═════ Trecho de origem ═════
O meu diário desse ano é antes um registro de pensamentos do que de impressões americanas. Há muito pouca política nele, o que mostra que eu vivia em uma atmosfera diversa da que os homens de partido respiram, mesmo no estrangeiro. Reproduzo algumas dessas notas para mostrar isto mesmo, que o meio norte-americano teve sobre mim o efeito que muita vez tem sobre os próprios americanos, de desinteressá-los da política, exceto como e espectadores. Posso dizer que vivi esses dois anos, de 1876 e 1867, na sociedade de Nova York, onde se está tão longe da política americana como em Londres ou em Paris; mas o mundo exterior, que me cercava por toda parte, a rua, a praça pública com os seus cartazes e procissões eleitorais, os jornais com as cenas do Congresso e as torrentes de eloqüência dos meetings, não podia deixar de atrair-me como todo espetáculo nacional curioso e único, além, está visto, do interesse intelectual que eu tinha em saber como um tão grande país era governado e dirigido, as forças sociais e influências morais que presidiam ao seu colossal desenvolvimento. Aqui estão ao acaso algumas das notas.
═════ Linhas de dados ═════
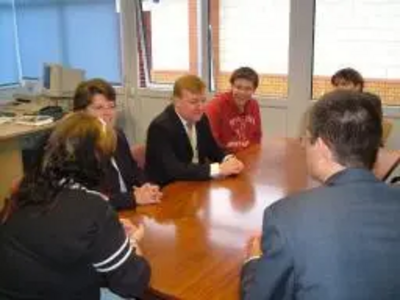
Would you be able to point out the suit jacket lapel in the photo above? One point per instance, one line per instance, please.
(181, 131)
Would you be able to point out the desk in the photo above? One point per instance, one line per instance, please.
(194, 240)
(10, 153)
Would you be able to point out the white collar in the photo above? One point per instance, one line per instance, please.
(183, 121)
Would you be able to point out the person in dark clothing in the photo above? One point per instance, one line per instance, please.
(180, 144)
(124, 181)
(62, 235)
(342, 239)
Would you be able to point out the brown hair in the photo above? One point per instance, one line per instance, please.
(348, 75)
(191, 83)
(245, 73)
(86, 90)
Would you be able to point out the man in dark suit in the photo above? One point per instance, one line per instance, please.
(341, 240)
(180, 145)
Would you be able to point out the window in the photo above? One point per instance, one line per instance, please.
(8, 50)
(77, 33)
(169, 40)
(361, 34)
(252, 33)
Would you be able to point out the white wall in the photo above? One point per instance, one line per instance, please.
(170, 35)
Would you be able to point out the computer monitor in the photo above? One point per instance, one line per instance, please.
(59, 81)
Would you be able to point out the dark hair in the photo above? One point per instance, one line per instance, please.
(86, 90)
(350, 125)
(245, 73)
(348, 75)
(76, 152)
(376, 101)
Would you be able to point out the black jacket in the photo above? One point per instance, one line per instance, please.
(131, 174)
(63, 253)
(339, 241)
(169, 153)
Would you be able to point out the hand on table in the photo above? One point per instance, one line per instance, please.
(134, 232)
(147, 194)
(253, 247)
(231, 166)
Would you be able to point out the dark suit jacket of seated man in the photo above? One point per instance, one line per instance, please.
(339, 241)
(180, 144)
(169, 153)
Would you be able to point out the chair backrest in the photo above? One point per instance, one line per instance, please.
(9, 206)
(386, 162)
(386, 128)
(139, 155)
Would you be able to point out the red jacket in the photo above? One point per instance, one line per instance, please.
═════
**Tarefas:**
1 – Devolva cada uma das linhas em que aparece a palavra "dark".
2 – Retome o trecho sobre o diário escrito em Nova York e dê continuidade a ele depois da última frase.
O trecho e as linhas não têm nenhuma relação entre si.

**Respostas às tarefas:**
1 –
Would you be able to point out the person in dark clothing in the photo above? One point per instance, one line per instance, please.
Would you be able to point out the man in dark suit in the photo above? One point per instance, one line per instance, please.
Would you be able to point out the dark hair in the photo above? One point per instance, one line per instance, please.
Would you be able to point out the dark suit jacket of seated man in the photo above? One point per instance, one line per instance, please.

2 –
“22 de outubro. O discurso de Carl Schurz pronunciado ontem no Union League Club, expõe o sentimento republicano na melhor luz. O principal elemento da presente campanha começa a ser a Questão do Sul. Com a aproximação do dia 7 de novembro esse ponto de vista tornar-se-á mais importante do que todos os outros. A camisa ensangüentada (bloody-shirt) caiu em completo descrédito, mas é preciso contar como receio de que o Sul, unido, composto dos antigos Estados rebeldes e onde os candidatos são todos soldados da Confederação, possa dominar o Norte tão cedo, depois da guerra, passando o governo americano a ser representado por antigos separatistas. Esta idéia assunta os que põe acima de tudo a União, mesmo quando seja preciso reduzir os Estados impenitentes a territórios sujeitos ao despotismo militar e entregues politicamente ao domínio conjunto dos carpet-baggers e dos negros. Este elemento decidirá, provavelmente, em favor de Hayes a luta que de outra forma seria nos últimos anos desonra a política americana.”

“1º de janeiro. Cheguei a Washington, em Riggs House. Pela primeira vez ponho o uniforme. À Casa Branca. Apresentação ao presidente, depois à casa do secretário de Estado, mr. Fish. A chamada dinastia Grant, a filha de mrs. Sartoris; a netinha recebendo os cumprimentos pelo avô. Vou com o capitão-tenente Saldanha de Gama visitar os membros da Corte Suprema: através da terrapine e das baked oysters todo dia, até que em casa do secretário da Marinha um solene the reception is over! põe termo à nossa peregrinação de New-Year’s day.”

Eu tinha conhecido Saldanha na Exposição de Filadélfia, depois ligamo-nos muito em Nova York, onde morávamos no mesmo hotel, o Buckingham. Ele ria-se sempre muito daquele: the reception is over! Pobre Saldanha! nascido para o mundo, para o amor, para a glória, quem imaginaria, ao vê-lo naquele tempo em Nova York, que o seu destino seria o que foi? A esfinge da vida que lhe dera, ainda adolescente, um dos seus enigmas indecifráveis para resolver, destruindo nele a aspiração de ser feliz, reapareceu de novo a embargar-lhe o passo no momento em que podia disputar a primeira posição do país.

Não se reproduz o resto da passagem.